### TASK TO CARRY OUT
Locate every line in the records below that contains the string "just" and copy each of those lines. Matching is case-sensitive.

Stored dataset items
+ + +

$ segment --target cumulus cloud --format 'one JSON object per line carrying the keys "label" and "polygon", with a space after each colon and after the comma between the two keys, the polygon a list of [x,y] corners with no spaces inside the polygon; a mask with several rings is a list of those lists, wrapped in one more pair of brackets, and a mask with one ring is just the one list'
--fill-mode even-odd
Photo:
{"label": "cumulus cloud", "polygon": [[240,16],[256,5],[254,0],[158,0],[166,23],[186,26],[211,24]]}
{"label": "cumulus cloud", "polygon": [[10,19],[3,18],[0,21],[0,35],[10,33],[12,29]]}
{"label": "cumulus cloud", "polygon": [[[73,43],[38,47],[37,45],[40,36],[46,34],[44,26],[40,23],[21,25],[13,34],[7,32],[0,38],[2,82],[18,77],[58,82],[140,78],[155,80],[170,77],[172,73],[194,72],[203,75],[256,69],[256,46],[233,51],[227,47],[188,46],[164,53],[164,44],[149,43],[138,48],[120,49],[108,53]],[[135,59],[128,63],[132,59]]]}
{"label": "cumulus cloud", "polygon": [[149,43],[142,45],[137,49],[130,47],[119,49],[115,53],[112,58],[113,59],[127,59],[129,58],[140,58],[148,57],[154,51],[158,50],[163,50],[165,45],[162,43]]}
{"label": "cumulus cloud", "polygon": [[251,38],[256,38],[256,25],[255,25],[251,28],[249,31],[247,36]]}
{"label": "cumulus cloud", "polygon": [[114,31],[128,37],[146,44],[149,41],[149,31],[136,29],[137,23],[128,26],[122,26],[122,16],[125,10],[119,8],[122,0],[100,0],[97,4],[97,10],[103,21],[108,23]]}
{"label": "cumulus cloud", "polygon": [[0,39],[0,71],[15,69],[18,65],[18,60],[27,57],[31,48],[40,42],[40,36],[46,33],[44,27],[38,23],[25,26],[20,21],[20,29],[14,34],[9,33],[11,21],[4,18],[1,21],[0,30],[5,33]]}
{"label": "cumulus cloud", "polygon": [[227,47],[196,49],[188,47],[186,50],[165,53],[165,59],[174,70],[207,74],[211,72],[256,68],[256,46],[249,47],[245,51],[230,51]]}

+ + +

### REPLY TO THE EXERCISE
$ segment --target cumulus cloud --format 'one JSON object per line carrying the keys "label" and "polygon", with a space after each colon and after the comma between the two keys, the polygon a list of [x,y] corners with no spaces inside the polygon; a mask with several rings is a list of those lists, wrapped in one more pair of brackets, and a mask with one ring is just the one list'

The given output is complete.